REQUEST. Show every line of the data below that contains the string "black". Case counts.

start MATERIALS PROVIDED

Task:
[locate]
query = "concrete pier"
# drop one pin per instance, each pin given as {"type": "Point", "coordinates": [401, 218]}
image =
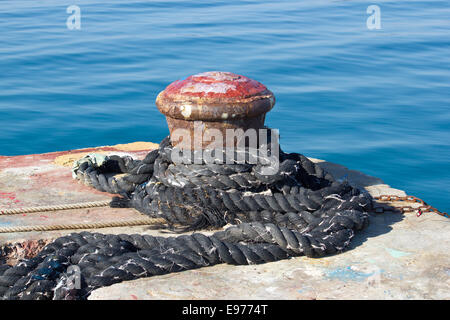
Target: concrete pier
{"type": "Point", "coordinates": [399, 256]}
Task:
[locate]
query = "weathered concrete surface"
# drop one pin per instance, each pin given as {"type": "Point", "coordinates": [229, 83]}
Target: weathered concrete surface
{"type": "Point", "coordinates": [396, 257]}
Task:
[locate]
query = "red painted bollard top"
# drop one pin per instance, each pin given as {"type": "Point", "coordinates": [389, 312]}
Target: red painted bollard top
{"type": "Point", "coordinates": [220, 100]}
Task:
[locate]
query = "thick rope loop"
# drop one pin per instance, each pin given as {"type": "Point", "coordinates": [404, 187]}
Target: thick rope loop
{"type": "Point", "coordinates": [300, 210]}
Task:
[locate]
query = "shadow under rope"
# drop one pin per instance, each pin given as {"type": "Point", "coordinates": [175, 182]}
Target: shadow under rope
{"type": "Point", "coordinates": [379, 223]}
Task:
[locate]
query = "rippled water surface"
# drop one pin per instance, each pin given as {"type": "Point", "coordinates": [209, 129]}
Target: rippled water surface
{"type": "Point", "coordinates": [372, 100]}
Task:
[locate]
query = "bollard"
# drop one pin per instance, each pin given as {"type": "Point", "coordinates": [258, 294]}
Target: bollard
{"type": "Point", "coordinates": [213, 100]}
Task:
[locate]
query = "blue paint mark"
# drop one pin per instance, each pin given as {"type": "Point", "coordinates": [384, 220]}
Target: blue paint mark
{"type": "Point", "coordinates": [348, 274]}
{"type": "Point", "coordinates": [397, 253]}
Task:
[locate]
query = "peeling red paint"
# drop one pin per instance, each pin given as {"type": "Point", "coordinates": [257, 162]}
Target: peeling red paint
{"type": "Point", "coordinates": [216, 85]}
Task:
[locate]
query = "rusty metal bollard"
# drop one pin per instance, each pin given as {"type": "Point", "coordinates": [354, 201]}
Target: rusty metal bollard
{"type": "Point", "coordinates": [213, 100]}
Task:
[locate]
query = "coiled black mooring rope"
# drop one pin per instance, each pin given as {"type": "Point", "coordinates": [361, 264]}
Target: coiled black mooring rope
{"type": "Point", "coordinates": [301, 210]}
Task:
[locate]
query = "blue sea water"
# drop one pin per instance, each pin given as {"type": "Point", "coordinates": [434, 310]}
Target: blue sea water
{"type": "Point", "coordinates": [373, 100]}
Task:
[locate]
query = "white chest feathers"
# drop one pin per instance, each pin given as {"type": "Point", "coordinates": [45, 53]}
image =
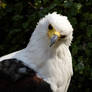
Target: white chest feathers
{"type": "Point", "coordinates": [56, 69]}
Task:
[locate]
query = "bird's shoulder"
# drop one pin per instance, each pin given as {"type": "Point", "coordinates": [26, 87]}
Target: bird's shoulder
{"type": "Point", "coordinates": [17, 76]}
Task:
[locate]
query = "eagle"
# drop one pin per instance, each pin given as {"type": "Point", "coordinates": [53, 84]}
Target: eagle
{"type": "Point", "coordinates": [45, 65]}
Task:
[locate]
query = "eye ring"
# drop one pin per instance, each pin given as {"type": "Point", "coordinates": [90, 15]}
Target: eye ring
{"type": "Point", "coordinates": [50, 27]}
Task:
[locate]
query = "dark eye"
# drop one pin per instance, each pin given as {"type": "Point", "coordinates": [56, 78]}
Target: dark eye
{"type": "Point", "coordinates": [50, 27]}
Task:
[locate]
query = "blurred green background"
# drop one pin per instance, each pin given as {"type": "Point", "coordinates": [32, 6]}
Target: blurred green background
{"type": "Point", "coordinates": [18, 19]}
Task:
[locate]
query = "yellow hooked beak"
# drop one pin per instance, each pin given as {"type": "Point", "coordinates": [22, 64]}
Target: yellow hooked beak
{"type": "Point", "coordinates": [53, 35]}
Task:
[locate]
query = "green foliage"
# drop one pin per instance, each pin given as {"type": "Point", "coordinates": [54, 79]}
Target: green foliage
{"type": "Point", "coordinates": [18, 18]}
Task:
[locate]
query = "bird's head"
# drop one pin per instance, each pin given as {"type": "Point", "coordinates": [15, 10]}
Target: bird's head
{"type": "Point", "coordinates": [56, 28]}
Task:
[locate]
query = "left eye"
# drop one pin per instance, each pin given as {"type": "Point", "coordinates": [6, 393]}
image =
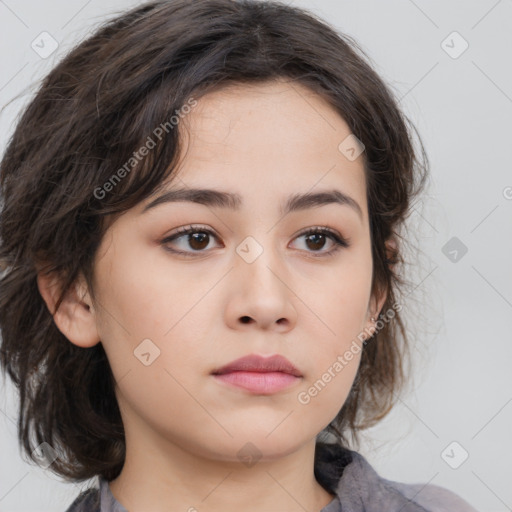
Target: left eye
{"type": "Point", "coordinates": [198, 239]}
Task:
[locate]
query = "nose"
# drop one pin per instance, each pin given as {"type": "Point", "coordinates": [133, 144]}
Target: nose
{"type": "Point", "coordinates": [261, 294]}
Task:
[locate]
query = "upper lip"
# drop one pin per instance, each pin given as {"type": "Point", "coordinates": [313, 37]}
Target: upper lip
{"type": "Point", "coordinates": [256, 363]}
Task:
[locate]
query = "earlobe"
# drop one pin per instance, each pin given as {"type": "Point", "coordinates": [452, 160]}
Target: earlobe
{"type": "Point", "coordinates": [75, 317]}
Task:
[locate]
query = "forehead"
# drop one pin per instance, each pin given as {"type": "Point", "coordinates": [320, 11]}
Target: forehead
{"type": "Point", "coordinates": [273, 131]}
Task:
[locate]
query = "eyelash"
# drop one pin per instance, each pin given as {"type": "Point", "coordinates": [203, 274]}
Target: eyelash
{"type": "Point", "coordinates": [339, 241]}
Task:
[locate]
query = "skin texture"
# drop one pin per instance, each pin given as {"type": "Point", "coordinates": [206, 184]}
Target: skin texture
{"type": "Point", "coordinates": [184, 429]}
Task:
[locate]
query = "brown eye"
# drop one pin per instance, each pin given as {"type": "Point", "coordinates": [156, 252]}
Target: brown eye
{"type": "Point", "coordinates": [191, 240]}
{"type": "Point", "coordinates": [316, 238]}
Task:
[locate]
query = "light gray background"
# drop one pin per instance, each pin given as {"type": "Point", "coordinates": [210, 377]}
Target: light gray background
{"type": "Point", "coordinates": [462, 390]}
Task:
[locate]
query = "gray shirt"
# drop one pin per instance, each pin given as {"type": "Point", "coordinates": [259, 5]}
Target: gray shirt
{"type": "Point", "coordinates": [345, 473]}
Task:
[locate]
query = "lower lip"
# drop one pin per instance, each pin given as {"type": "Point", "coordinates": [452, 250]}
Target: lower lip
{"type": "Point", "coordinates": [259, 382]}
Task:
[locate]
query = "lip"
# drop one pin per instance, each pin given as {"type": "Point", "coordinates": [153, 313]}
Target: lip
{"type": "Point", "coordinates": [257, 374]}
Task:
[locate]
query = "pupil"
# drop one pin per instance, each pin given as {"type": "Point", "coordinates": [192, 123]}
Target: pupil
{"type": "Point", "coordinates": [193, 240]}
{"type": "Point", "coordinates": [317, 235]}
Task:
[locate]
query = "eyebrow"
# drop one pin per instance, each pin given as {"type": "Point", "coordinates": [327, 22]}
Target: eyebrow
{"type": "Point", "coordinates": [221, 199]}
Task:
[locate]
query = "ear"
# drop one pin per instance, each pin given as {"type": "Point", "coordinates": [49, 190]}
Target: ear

end MATERIALS PROVIDED

WRITTEN REPLY.
query = "coiled black mooring rope"
Target: coiled black mooring rope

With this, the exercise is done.